Well, I can give you ten or I can get out of the car and never use your service again, I say. (Now, in the moment, I knew haggling for five dollars is not a huge deal, but was more concerned about getting to my test than anything and was not willing to give up even a buck to someone who had made me more than a half hour late.)

'NO,' he said, picking up his little radio as if he's going to tattle on me to HQ.

Well, I'm never calling your service again, I say and move to open the sliding van door.

As I start to step out of the van, Mr. Crazy-Ricky-Martin-Lovin'-Motherfucker starts TO DRIVE THE VAN!!

Here I am--half-out the van and it's moving! Cars honk and he swerves me toward the next parked car. I throw myself out and as the momentum of the stopping van thrusts forward, the van door SLIDES SHUT ON MY ARM.

'Are you crazy, MISS?' he yells at me.
Am I crazy!? I half-gasp back. YOU just drove with me OUT OF THE CAR.

At this point, I settled on the idea of either reporting him or suing his ass and threw him the twenty and yelled, GIVE ME FIVE AND EXPECT TO BE REPORTED. I HOPE THAT'S WORTH FIVE DOLLARS TO YOU!

I ran into the Kaplan test, where I took my test, totally frazzled, and shook out of anger the entire three and a half hours.


When I related this story to my mom, she said it's not worth haggling and "engaging with strangers." Unfortunately, I'm pretty sure that's just how New York works. I love my mom, but Duluth, Minnesota and hell, even Chicago, pales in comparison to the seething, dirty anger of New Yorkers.

I saw a middle-aged woman claw a teenager in the face just the other day in Grand Central as the teenager pulled the woman's hair. Somehow, as I passed the two women, I figured the middle-aged woman was justified in her anger even if not her actions. The teenager looked like a touristy yip-yap type that says 'crunchy' and likes Ricky Martin. She maybe even drives a beige van for Arecibo Car Service.


Friday, November 17, 2006

New York = New Angry

Hey Dude With the Cellphone Camera!

· · ·

> _Exercise_
In the blog post about the car service ride, how long did the test last?

> _Record extracts_
· · ·

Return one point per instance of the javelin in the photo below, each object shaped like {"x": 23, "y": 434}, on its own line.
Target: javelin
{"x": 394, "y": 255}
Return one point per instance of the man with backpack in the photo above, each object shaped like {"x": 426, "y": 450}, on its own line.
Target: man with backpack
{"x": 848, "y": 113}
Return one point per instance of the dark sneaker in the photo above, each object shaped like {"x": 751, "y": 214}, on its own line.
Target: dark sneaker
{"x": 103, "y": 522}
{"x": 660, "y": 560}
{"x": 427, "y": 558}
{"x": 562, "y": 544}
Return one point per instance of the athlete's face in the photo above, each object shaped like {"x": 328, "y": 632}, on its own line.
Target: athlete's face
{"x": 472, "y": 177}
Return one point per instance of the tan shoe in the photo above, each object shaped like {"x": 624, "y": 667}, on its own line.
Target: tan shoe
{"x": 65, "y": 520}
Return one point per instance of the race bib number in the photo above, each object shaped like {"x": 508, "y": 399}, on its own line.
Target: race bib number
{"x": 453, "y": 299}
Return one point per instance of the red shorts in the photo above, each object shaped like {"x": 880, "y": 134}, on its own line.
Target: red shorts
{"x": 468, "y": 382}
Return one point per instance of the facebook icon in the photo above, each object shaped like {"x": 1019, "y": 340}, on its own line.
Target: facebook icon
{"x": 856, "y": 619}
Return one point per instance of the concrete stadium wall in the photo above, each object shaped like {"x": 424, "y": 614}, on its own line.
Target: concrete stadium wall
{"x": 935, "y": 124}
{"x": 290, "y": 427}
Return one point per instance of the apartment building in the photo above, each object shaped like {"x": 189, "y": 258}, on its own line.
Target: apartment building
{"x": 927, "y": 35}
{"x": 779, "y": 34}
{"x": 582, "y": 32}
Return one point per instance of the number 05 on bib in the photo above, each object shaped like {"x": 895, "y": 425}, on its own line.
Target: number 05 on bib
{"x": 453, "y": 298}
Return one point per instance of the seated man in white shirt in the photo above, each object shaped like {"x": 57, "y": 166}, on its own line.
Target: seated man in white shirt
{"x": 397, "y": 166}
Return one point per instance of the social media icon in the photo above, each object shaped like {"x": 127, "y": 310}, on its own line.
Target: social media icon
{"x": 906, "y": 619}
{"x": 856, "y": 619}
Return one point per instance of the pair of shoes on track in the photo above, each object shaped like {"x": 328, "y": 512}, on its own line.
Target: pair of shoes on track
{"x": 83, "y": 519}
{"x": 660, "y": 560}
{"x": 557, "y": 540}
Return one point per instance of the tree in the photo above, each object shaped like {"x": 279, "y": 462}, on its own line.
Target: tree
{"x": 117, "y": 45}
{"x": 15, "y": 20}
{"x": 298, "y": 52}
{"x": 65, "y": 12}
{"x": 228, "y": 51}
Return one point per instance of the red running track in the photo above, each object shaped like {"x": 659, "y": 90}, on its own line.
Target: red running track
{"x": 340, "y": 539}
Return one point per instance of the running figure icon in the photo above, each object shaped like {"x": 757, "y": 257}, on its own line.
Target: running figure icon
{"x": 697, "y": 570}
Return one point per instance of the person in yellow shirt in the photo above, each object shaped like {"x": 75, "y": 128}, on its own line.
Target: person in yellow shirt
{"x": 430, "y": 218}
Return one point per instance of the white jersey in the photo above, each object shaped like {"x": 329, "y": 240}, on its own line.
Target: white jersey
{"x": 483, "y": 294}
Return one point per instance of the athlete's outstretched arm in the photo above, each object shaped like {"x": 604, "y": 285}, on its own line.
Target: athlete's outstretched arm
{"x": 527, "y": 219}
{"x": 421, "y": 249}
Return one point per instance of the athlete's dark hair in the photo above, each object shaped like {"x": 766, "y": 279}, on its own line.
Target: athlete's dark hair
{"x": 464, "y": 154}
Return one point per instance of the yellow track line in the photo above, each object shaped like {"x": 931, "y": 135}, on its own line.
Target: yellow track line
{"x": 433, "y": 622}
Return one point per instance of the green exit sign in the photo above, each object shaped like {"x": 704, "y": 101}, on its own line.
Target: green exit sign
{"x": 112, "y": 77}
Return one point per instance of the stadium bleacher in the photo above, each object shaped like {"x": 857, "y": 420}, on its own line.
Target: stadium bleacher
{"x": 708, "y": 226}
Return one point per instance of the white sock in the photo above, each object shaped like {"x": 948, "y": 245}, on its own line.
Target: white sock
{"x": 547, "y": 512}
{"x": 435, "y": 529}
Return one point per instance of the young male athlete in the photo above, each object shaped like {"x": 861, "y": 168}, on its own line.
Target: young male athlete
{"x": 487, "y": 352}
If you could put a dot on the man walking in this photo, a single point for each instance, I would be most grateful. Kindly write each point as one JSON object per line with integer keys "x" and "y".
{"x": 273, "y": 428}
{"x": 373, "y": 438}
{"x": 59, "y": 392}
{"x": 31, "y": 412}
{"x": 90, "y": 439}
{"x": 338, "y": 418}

· · ·

> _Full output_
Three and a half hours.